▶ [Dataset excerpts]

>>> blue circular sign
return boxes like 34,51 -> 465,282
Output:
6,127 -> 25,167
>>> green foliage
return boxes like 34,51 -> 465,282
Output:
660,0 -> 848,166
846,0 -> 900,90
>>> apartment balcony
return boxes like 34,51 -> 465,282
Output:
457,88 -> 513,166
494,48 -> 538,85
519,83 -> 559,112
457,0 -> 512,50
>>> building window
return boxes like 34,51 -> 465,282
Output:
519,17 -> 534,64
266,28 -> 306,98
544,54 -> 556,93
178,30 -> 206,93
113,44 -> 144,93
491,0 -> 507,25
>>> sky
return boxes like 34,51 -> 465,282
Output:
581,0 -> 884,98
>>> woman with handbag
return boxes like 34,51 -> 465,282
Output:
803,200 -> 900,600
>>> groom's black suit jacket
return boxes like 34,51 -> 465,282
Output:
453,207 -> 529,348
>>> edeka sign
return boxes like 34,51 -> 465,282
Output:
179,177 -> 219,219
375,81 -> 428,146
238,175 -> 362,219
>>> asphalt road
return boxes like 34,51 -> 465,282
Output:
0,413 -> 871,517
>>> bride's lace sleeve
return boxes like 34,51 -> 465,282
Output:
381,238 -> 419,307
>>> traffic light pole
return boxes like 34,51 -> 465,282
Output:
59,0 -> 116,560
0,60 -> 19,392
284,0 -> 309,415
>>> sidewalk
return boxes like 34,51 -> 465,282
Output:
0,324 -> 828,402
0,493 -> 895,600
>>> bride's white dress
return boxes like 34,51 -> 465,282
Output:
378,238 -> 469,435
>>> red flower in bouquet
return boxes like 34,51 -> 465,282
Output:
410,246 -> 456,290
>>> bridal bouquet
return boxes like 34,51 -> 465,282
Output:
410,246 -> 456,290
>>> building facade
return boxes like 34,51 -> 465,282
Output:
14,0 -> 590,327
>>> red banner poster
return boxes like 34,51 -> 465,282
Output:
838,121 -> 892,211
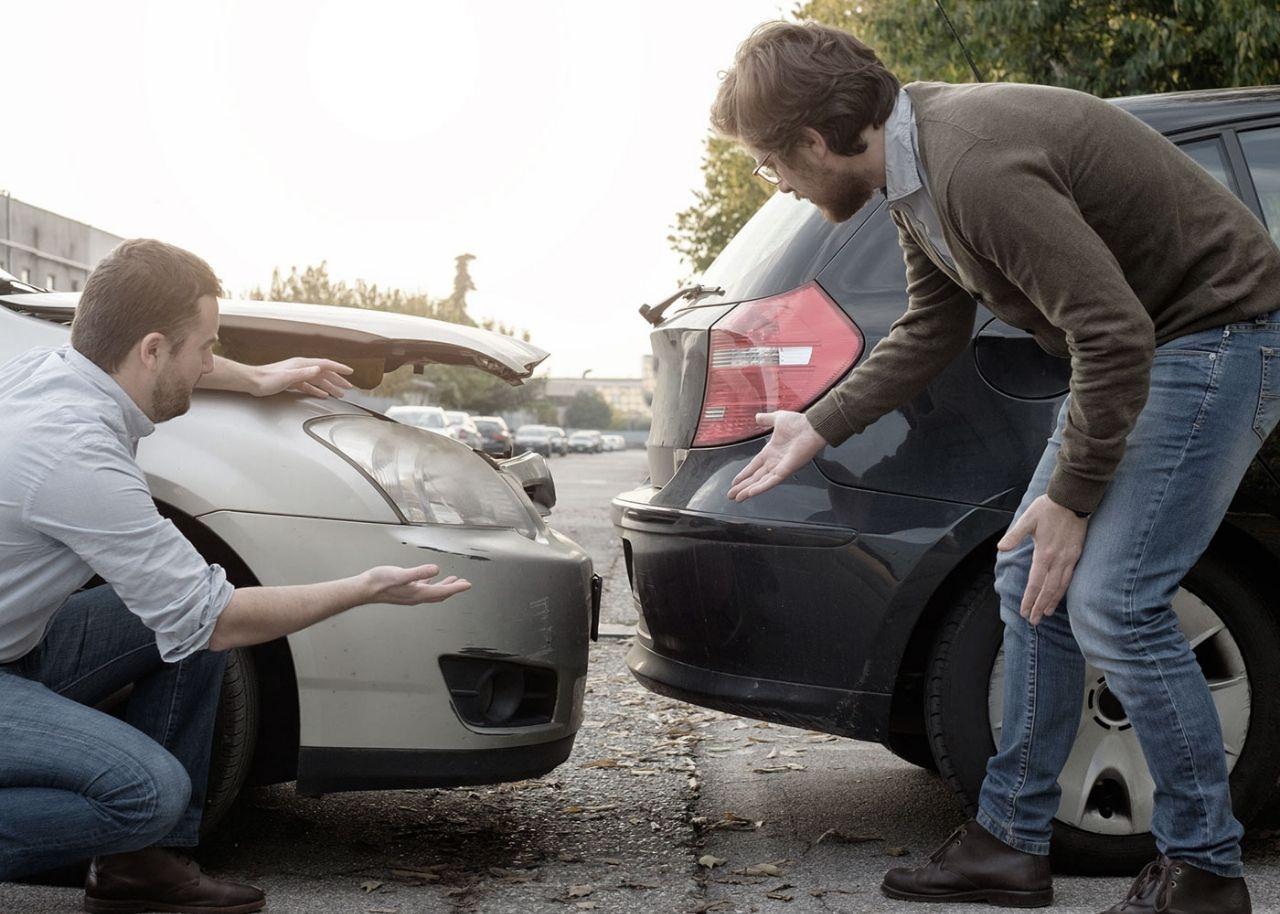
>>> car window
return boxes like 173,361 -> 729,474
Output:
1179,137 -> 1240,196
1238,127 -> 1280,245
701,193 -> 879,301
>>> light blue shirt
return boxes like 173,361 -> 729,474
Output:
884,88 -> 956,277
0,346 -> 234,663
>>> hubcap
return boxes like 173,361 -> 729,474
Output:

▶ [Exercise task]
Reproduce all of the data above, swapping every "Output" for "Result" and leaving everything else unchanged. Omit the pictures from your answer.

▶ [Task answer]
>>> blue circular sign
return boxes like 34,51 -> 465,282
Result:
6,127 -> 25,167
>>> green foliage
return boxes like 34,51 -> 465,282
Result:
660,0 -> 848,166
846,0 -> 900,90
>>> apartment balcony
return boxes like 34,51 -> 465,282
Result:
457,88 -> 513,166
494,48 -> 538,85
519,83 -> 559,112
457,0 -> 512,50
>>> building window
return boxes like 34,51 -> 465,282
Result:
519,17 -> 534,64
266,28 -> 306,98
544,54 -> 556,93
178,30 -> 206,93
113,44 -> 144,93
491,0 -> 507,25
>>> sky
return boxes like 34,51 -> 465,282
Result:
581,0 -> 884,98
>>> woman with handbag
return boxes like 34,51 -> 465,282
Result:
803,200 -> 900,600
>>> groom's black suit jacket
return boxes like 34,51 -> 465,282
Result:
453,207 -> 529,348
>>> edeka sign
return boxes like 34,51 -> 465,282
Result:
179,177 -> 219,219
375,81 -> 428,146
238,175 -> 362,219
>>> asphalt road
return boxes like 34,51 -> 465,282
Result:
0,413 -> 871,517
>>> bride's lace sleeve
return boxes like 34,51 -> 465,282
Result:
381,238 -> 419,307
>>> traffic light pole
return boxes like 34,51 -> 465,282
Result:
59,0 -> 116,560
0,60 -> 19,392
284,0 -> 309,415
>>> sidewalk
return boxes like 34,51 -> 465,282
Result:
0,324 -> 828,402
0,493 -> 895,600
>>> bride's white dress
return boxes like 34,51 -> 465,282
Result:
378,238 -> 469,435
>>> red flower in bouquet
return boxes like 34,51 -> 465,282
Result:
410,246 -> 456,290
>>> bridal bouquet
return boxes like 34,51 -> 465,282
Result:
410,246 -> 456,290
>>> building facade
return boxes like 34,51 -> 465,282
Result:
14,0 -> 590,327
>>> red banner poster
return boxes like 34,51 -> 465,282
Result:
838,121 -> 892,211
>>> car window
return boxes like 173,361 -> 729,474
Result:
1179,137 -> 1240,196
1238,127 -> 1280,245
701,193 -> 879,301
>>> light blue shirt
return boxes like 173,361 -> 729,474
Result:
884,88 -> 956,277
0,346 -> 234,663
>>> hubcap
return boxes like 173,361 -> 729,474
Result:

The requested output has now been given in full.